TASK DATA:
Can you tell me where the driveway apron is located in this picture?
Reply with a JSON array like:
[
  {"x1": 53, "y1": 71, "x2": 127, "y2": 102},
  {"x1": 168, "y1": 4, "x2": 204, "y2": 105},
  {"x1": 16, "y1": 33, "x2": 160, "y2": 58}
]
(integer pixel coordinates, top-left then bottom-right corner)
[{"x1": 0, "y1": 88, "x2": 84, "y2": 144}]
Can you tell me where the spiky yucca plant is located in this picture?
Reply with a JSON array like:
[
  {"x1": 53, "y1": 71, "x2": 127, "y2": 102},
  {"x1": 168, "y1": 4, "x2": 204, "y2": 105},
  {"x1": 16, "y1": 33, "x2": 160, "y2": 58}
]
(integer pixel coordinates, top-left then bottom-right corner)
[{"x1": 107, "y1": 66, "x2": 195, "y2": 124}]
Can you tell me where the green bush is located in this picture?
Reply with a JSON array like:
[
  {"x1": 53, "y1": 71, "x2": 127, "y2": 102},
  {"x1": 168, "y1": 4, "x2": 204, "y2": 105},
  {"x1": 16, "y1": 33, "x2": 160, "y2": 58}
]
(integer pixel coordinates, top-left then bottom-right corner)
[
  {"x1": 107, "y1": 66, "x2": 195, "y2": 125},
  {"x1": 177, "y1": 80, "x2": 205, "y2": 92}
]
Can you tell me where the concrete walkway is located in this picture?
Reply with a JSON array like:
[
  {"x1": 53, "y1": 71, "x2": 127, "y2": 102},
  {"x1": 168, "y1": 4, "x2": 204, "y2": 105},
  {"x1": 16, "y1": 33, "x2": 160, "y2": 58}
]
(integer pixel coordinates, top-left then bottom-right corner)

PROBLEM DETAILS:
Reproduce verbatim the stretch of the material above from the line containing "Can you tell me where the concrete" through the end of the material.

OUTPUT FOR THIS EXERCISE:
Can you tell me where the concrete walkway is located in this picture?
Reply with a JSON array like:
[
  {"x1": 53, "y1": 71, "x2": 127, "y2": 102},
  {"x1": 168, "y1": 4, "x2": 204, "y2": 105},
  {"x1": 16, "y1": 33, "x2": 160, "y2": 58}
]
(integer pixel coordinates, top-left then bottom-right corner)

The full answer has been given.